→ Task statement
In the passage about the Luo, rewrite the part from "The Shilluk kingdom was" to "the demigod Nyikang.", switching "kingdom" to "realm".

→ Text for analysis

The Luo (also called Jaluo and Joluo) are an ethnic group found in Kenya, eastern Uganda, and northern Tanzania. They are part of a larger group of ethno-linguistically related Luo peoples who inhabit an area including southern Sudan, northern and eastern Uganda, western Kenya, and northern Tanzania.
Some accounts trace the Luo origin to Bahr al Gazal in Sudan where it is largely thought they were probably the first inhabitants of Sudan. Other versions think they probably originated at Wau in Southern Sudan, near the confluence of the Meride and Sue Rivers. Both accounts agree that they came from South Sudan.
While in Sudan, as descendants of ancient Egyptians, they founded the Shilluk kingdom. These Egyptians were directly linked to the Kingdom of Shilluk.
The Shilluk kingdom was located along the banks of the White Nile in modern South Sudan. Its capital and royal residence were in the town of Fashoda. According to folk history there and neighbouring accounts, the kingdom was founded during the mid-fifteenth century CE by its first ruler, the demigod Nyikang.

→ Provided material

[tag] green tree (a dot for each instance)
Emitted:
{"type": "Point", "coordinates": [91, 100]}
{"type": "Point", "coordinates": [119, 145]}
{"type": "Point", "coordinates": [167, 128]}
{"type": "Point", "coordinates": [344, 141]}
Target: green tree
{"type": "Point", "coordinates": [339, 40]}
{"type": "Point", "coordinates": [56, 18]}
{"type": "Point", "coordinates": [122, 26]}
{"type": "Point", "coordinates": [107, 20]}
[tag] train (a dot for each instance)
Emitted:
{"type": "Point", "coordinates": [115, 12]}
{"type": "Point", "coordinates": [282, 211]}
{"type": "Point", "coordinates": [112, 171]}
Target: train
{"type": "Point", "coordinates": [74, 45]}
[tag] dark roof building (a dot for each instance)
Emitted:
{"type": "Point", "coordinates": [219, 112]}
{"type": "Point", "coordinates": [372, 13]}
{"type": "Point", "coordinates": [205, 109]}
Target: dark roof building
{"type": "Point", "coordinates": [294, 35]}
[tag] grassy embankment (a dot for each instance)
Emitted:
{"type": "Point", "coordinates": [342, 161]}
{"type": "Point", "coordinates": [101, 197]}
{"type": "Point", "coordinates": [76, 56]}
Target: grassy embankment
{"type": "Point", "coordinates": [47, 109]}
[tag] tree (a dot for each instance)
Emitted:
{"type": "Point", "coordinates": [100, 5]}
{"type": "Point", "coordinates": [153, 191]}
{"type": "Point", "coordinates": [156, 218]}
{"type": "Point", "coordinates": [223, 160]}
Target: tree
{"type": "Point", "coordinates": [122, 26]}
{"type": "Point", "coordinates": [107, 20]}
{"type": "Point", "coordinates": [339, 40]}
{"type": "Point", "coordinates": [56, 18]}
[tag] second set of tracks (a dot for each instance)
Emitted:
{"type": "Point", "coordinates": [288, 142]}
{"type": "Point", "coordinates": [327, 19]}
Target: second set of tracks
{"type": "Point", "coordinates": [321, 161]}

→ Task solution
The Shilluk realm was located along the banks of the White Nile in modern South Sudan. Its capital and royal residence were in the town of Fashoda. According to folk history there and neighbouring accounts, the realm was founded during the mid-fifteenth century CE by its first ruler, the demigod Nyikang.